■ Your objective: Write out the get_extract_history() reference page below word for word, from "A delay is highly" up to and including "specific extract request.".

■ Source:
◇ ◇ ◇ ◇ ◇ ◇ ◇

Skip to contents

Retrieve definitions of an arbitrary number of previously submitted extract requests for a given IPUMS collection, starting from the most recent extract request.

To check the status of a particular extract request, use get_extract_info().

Learn more about the IPUMS API in vignette("ipums-api").

Usage

get_extract_history(
  collection = NULL,
  how_many = 10,
  delay = 0,
  api_key = Sys.getenv("IPUMS_API_KEY")
)

Arguments

collection

Character string of the IPUMS collection for which to retrieve extract history. Defaults to the current default collection, if it exists. See set_ipums_default_collection().

For a list of codes used to refer to each collection, see ipums_data_collections().

how_many

The number of extract requests for which to retrieve information. Defaults to the 10 most recent extracts.

delay

Number of seconds to delay between successive API requests, if multiple requests are needed to retrieve all records.

A delay is highly unlikely to be necessary and is intended only as a fallback in the event that you cannot retrieve your extract history without exceeding the API rate limit.

api_key

API key associated with your user account. Defaults to the value of the IPUMS_API_KEY environment variable. See set_ipums_api_key().

Value

A list of ipums_extract objects

See also

get_extract_info() to get the current status of a specific extract request.

Examples

if (FALSE) {
# Get information for most recent extract requests.
# By default gets the most recent 10 extracts
get_extract_history("usa")

# Return only the most recent 3 extract definitions
get_extract_history("cps", how_many = 3)

# To get the most recent extract (for instance, if you have forgotten its
# extract number), use `get_last_extract_info()`
get_last_extract_info("nhgis")
}

# To browse your extract history by particular criteria, you can
# loop through the extract objects. We'll create a sample list of 2 extracts:
extract1 <- define_extract_usa(
  description = "2013 ACS",
  samples = "us2013a",
  variables = var_spec(
    "SEX",
    case_selections = "2",
    data_quality_flags = TRUE
  )
)

◇ ◇ ◇ ◇ ◇ ◇ ◇

■ Collected material:
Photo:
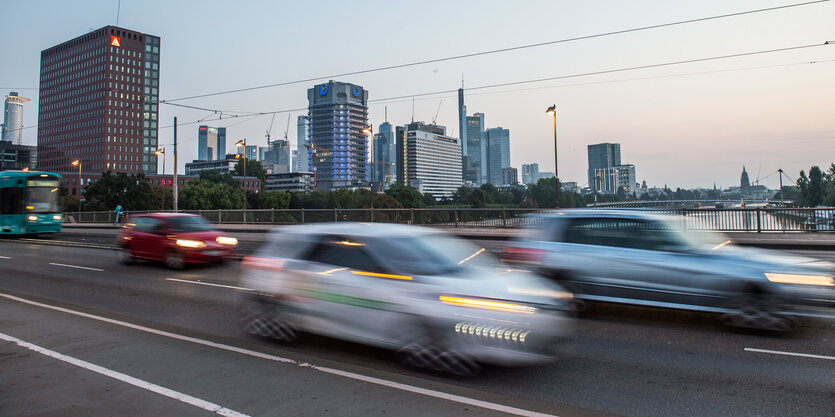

◇ ◇ ◇ ◇ ◇ ◇ ◇

■ Written reply:
A delay is highly unlikely to be necessary and is intended only as a fallback in the event that you cannot retrieve your extract history without exceeding the API rate limit.

api_key

API key associated with your user account. Defaults to the value of the IPUMS_API_KEY environment variable. See set_ipums_api_key().

Value

A list of ipums_extract objects

See also

get_extract_info() to get the current status of a specific extract request.